WHAT IS BEING ASKED – Repeat the text below on reporting sort progress word for word, from start to finish.
--- begin SUPPLIED TEXT ---
Standard library sort uses a user-supplied comparison function, so you can insert a comparison counter into it. The total number of comparisons for either quicksort/introsort or mergesort will be very close to log2N * N (where N is the number of elements in the vector). So that's what I'd export to a progress bar: number of comparisons / N*log2N
Since you're using mergesort, the comparison count will be a very precise measure of progress. It might be slightly non-linear if the implementation spends time permuting the vector between comparison runs, but I doubt your users will see the non-linearity (and anyway, we're all used to inaccurate non-linear progress bars :) ).
Quicksort/introsort would show more variance, depending on the nature of the data, but even in that case it's better than nothing, and you could always add a fudge factor on the basis of experience.
A simple counter in your compare class will cost you practically nothing. Personally I wouldn't even bother locking it (the locks would hurt performance); it's unlikely to get into an inconsistent state, and anyway the progress bar won't go start radiating lizards just because it gets an inconsistent progress number.
Split the vector into several equal sections, the quantity depending upon the granularity of progress reporting you desire. Sort each section seperately. Then start merging with std::merge. You can report your progress after sorting each section, and after each merge. You'll need to experiment to determine how much percentage the sorting of the sections should be counted compared to the mergings.
Edit:
I did some experiments of my own and found the merging to be insignificant compared to the sorting, and this is the function I came up with:
template<typename It, typename Comp, typename Reporter>
void ReportSort(It ibegin, It iend, Comp cmp, Reporter report, double range_low=0.0, double range_high=1.0)
--- end SUPPLIED TEXT ---
--- begin SUPPLIED INFORMATION ---
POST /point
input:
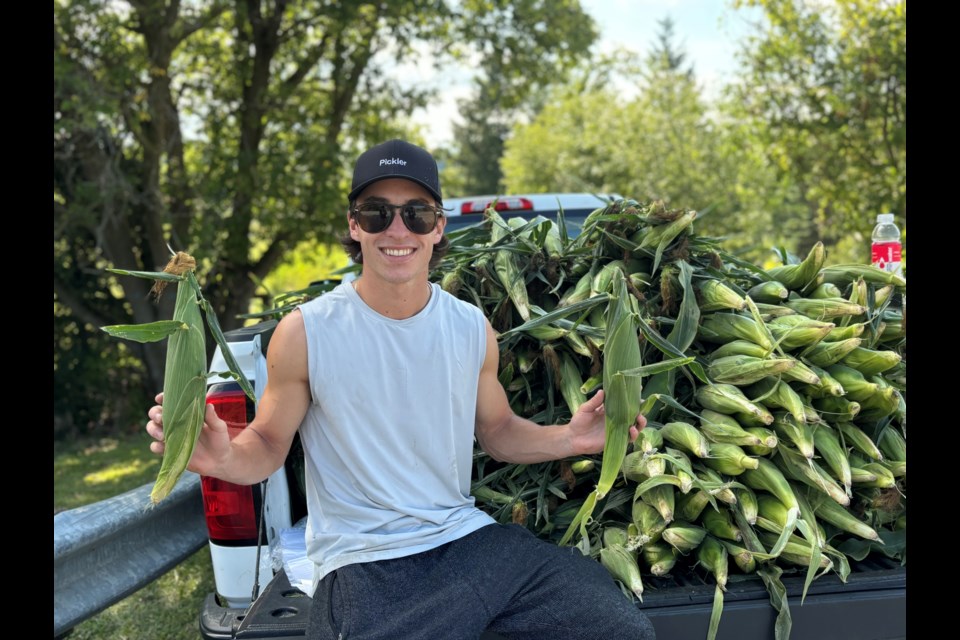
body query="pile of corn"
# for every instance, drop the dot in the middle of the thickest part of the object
(775, 398)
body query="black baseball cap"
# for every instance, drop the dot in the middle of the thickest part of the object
(396, 159)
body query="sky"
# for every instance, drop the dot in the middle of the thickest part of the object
(707, 30)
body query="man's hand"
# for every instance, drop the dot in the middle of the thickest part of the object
(213, 445)
(588, 429)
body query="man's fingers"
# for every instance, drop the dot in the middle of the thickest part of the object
(593, 403)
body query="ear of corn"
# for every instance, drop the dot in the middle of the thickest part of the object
(829, 511)
(747, 500)
(728, 399)
(810, 473)
(659, 557)
(770, 479)
(739, 348)
(742, 557)
(686, 437)
(768, 441)
(713, 557)
(661, 498)
(777, 393)
(719, 523)
(801, 372)
(844, 274)
(797, 551)
(684, 537)
(622, 392)
(719, 427)
(690, 506)
(770, 311)
(745, 370)
(826, 290)
(769, 292)
(856, 437)
(648, 520)
(797, 276)
(726, 327)
(797, 433)
(892, 444)
(615, 535)
(570, 383)
(845, 333)
(823, 354)
(639, 466)
(798, 331)
(827, 442)
(623, 567)
(715, 295)
(869, 361)
(828, 385)
(836, 409)
(825, 308)
(729, 459)
(856, 386)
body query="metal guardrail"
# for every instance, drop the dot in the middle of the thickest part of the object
(105, 551)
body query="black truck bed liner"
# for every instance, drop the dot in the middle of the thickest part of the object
(871, 605)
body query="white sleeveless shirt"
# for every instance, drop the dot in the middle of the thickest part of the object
(388, 437)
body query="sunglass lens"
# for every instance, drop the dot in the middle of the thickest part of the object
(374, 218)
(419, 220)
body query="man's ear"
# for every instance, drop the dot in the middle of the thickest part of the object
(354, 230)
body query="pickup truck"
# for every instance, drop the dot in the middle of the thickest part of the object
(254, 598)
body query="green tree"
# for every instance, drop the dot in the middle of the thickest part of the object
(638, 128)
(525, 56)
(227, 129)
(822, 103)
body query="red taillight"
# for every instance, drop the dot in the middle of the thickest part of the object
(503, 204)
(229, 508)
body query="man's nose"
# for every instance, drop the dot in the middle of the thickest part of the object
(397, 228)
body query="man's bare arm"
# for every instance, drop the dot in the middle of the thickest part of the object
(509, 438)
(261, 448)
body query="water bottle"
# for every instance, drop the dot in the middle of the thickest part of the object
(886, 248)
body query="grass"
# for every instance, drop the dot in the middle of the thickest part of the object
(168, 608)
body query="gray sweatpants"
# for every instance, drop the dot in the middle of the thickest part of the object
(499, 578)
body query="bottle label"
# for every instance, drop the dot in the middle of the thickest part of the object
(886, 256)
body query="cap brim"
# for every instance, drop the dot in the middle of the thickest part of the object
(359, 189)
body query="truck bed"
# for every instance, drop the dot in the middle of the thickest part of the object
(871, 605)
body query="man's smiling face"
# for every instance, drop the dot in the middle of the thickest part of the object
(396, 254)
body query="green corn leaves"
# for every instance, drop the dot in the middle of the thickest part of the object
(185, 371)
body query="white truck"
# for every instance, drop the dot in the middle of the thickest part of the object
(253, 601)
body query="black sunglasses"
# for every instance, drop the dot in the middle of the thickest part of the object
(374, 217)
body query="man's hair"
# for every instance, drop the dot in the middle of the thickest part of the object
(352, 247)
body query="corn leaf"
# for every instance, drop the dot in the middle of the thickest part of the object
(217, 333)
(770, 574)
(148, 275)
(180, 442)
(715, 613)
(146, 332)
(558, 314)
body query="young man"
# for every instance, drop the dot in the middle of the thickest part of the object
(389, 379)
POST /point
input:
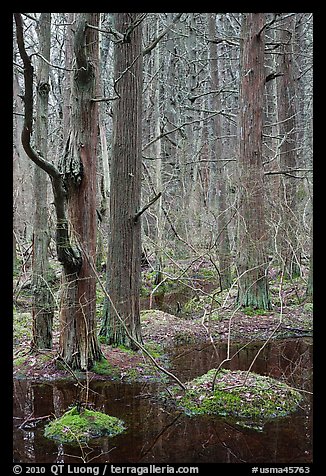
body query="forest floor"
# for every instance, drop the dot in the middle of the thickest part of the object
(200, 317)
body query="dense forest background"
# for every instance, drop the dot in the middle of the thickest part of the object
(152, 150)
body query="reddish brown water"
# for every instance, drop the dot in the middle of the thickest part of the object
(156, 434)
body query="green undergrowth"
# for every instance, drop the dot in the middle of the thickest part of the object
(250, 398)
(124, 364)
(80, 426)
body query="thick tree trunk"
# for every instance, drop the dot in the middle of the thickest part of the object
(79, 345)
(124, 256)
(43, 302)
(252, 237)
(289, 248)
(223, 242)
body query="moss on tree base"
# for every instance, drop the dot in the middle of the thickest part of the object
(79, 427)
(247, 396)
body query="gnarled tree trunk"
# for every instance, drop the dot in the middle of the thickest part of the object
(124, 256)
(253, 288)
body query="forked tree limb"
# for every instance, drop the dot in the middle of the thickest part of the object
(135, 341)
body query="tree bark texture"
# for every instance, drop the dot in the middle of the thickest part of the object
(124, 255)
(78, 335)
(223, 242)
(252, 257)
(288, 155)
(43, 302)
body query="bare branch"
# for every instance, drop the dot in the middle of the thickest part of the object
(152, 45)
(138, 214)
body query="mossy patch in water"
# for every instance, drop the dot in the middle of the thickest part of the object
(78, 427)
(239, 394)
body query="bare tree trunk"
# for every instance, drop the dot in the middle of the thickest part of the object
(79, 345)
(253, 288)
(124, 256)
(43, 302)
(223, 242)
(288, 156)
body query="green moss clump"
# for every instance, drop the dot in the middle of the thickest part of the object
(249, 311)
(239, 394)
(77, 427)
(103, 367)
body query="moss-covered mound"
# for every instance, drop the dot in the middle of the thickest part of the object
(76, 427)
(239, 394)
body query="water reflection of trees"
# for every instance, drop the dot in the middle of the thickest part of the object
(158, 434)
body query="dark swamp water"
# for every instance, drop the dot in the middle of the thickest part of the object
(157, 434)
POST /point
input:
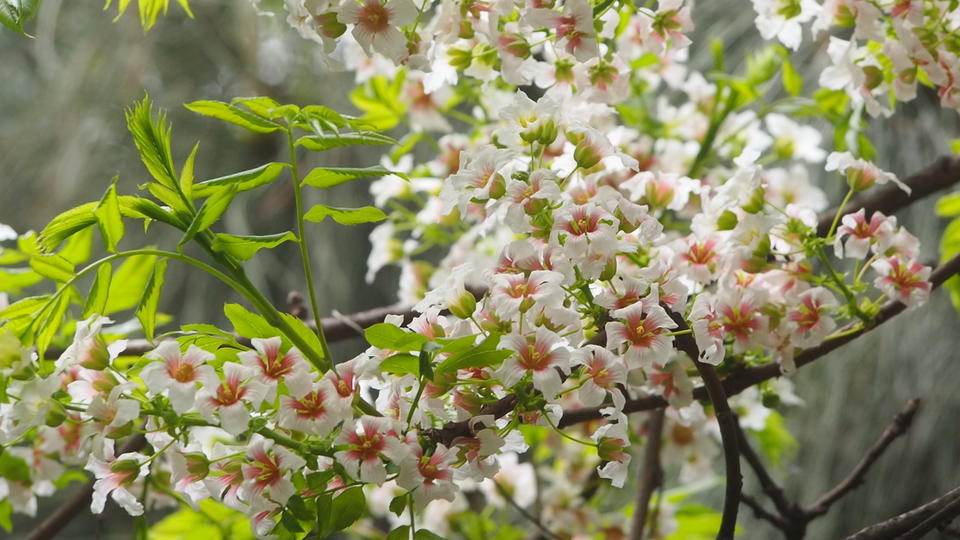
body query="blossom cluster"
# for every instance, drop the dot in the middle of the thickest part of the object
(554, 256)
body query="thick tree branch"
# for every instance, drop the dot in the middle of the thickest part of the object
(651, 473)
(943, 173)
(727, 422)
(741, 380)
(900, 424)
(902, 523)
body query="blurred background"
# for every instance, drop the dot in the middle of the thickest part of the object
(63, 137)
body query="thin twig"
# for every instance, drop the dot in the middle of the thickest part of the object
(902, 523)
(651, 473)
(900, 424)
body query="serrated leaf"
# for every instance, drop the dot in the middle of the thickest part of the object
(348, 507)
(248, 324)
(244, 180)
(485, 354)
(150, 301)
(152, 138)
(96, 302)
(210, 212)
(319, 143)
(128, 282)
(52, 267)
(233, 115)
(345, 216)
(244, 247)
(325, 177)
(109, 219)
(186, 173)
(392, 337)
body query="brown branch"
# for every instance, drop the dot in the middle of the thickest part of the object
(80, 500)
(943, 173)
(651, 474)
(741, 380)
(900, 424)
(902, 523)
(727, 422)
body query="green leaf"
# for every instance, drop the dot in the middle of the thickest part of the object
(97, 297)
(128, 282)
(51, 323)
(401, 364)
(25, 307)
(52, 267)
(319, 143)
(186, 173)
(66, 224)
(244, 180)
(152, 138)
(244, 247)
(13, 13)
(150, 301)
(345, 216)
(792, 81)
(485, 354)
(248, 324)
(108, 217)
(949, 205)
(325, 177)
(348, 507)
(234, 115)
(392, 337)
(209, 213)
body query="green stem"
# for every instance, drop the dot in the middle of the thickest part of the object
(304, 244)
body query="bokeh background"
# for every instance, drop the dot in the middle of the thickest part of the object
(63, 137)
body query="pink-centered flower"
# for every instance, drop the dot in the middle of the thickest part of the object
(178, 373)
(375, 24)
(641, 335)
(906, 281)
(274, 365)
(540, 355)
(268, 470)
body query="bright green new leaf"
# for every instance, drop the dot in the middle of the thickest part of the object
(150, 301)
(210, 212)
(485, 354)
(109, 219)
(152, 138)
(391, 337)
(99, 292)
(324, 177)
(128, 282)
(244, 247)
(244, 180)
(24, 307)
(345, 216)
(949, 205)
(234, 115)
(52, 317)
(52, 267)
(306, 333)
(248, 324)
(319, 143)
(186, 173)
(13, 13)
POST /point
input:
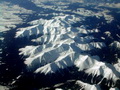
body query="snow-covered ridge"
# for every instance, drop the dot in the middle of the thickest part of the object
(61, 45)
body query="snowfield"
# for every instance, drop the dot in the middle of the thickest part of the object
(70, 44)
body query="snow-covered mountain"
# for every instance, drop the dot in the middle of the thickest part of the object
(71, 45)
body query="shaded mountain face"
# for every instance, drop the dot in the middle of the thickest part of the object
(70, 45)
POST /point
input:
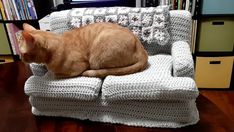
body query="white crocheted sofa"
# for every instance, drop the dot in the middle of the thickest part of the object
(163, 95)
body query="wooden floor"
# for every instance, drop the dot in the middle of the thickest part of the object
(216, 109)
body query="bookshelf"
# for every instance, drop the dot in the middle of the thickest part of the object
(215, 43)
(13, 13)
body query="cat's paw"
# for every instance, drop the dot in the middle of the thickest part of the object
(89, 73)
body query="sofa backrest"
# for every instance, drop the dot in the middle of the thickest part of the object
(179, 29)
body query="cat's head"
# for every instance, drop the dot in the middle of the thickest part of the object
(33, 45)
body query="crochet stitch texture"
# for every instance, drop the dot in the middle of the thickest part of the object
(163, 95)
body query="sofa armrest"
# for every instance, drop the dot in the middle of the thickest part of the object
(183, 65)
(38, 69)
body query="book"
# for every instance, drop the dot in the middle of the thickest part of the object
(20, 9)
(23, 7)
(12, 30)
(4, 45)
(2, 11)
(0, 16)
(34, 9)
(26, 9)
(13, 12)
(31, 9)
(16, 10)
(11, 38)
(5, 6)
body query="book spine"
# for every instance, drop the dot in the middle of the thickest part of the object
(6, 9)
(31, 11)
(21, 9)
(11, 6)
(9, 31)
(34, 9)
(187, 5)
(16, 10)
(27, 9)
(2, 10)
(16, 43)
(24, 9)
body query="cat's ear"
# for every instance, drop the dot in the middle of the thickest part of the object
(28, 27)
(29, 42)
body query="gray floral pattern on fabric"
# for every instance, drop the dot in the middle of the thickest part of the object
(151, 24)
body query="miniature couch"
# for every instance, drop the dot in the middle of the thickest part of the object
(163, 95)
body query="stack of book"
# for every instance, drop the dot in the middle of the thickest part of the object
(18, 10)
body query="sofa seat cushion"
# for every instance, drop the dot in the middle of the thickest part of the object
(84, 88)
(155, 82)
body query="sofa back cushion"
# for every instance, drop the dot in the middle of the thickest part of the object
(179, 28)
(150, 25)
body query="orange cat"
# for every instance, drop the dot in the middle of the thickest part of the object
(95, 50)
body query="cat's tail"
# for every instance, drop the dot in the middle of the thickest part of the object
(140, 65)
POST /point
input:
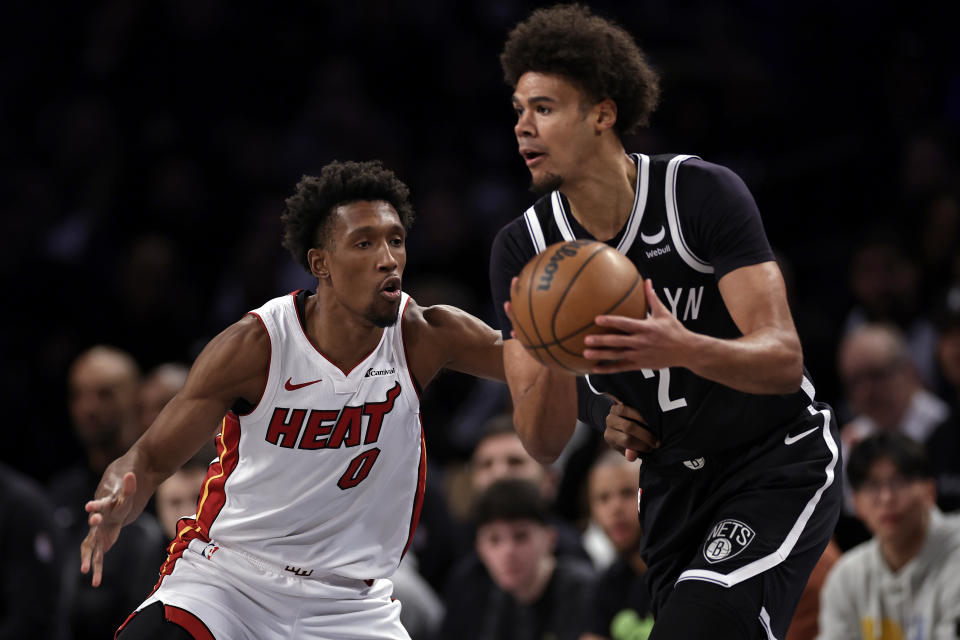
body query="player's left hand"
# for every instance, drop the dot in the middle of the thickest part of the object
(656, 342)
(627, 433)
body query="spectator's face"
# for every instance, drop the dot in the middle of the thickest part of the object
(877, 384)
(514, 552)
(103, 398)
(613, 503)
(177, 497)
(503, 456)
(894, 508)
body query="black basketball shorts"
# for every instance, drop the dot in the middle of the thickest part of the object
(766, 509)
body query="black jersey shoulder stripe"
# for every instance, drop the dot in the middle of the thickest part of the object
(534, 229)
(560, 217)
(673, 218)
(641, 189)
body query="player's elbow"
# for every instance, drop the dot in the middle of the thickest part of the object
(790, 371)
(543, 446)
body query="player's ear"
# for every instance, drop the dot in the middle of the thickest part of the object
(317, 259)
(605, 115)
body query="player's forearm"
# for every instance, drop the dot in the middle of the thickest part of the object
(148, 479)
(545, 413)
(766, 361)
--- end SUPPLIED INFORMATION ---
COMPLETED TASK –
Standard library sort uses a user-supplied comparison function, so you can insert a comparison counter into it. The total number of comparisons for either quicksort/introsort or mergesort will be very close to log2N * N (where N is the number of elements in the vector). So that's what I'd export to a progress bar: number of comparisons / N*log2N
Since you're using mergesort, the comparison count will be a very precise measure of progress. It might be slightly non-linear if the implementation spends time permuting the vector between comparison runs, but I doubt your users will see the non-linearity (and anyway, we're all used to inaccurate non-linear progress bars :) ).
Quicksort/introsort would show more variance, depending on the nature of the data, but even in that case it's better than nothing, and you could always add a fudge factor on the basis of experience.
A simple counter in your compare class will cost you practically nothing. Personally I wouldn't even bother locking it (the locks would hurt performance); it's unlikely to get into an inconsistent state, and anyway the progress bar won't go start radiating lizards just because it gets an inconsistent progress number.
Split the vector into several equal sections, the quantity depending upon the granularity of progress reporting you desire. Sort each section seperately. Then start merging with std::merge. You can report your progress after sorting each section, and after each merge. You'll need to experiment to determine how much percentage the sorting of the sections should be counted compared to the mergings.
Edit:
I did some experiments of my own and found the merging to be insignificant compared to the sorting, and this is the function I came up with:
template<typename It, typename Comp, typename Reporter>
void ReportSort(It ibegin, It iend, Comp cmp, Reporter report, double range_low=0.0, double range_high=1.0)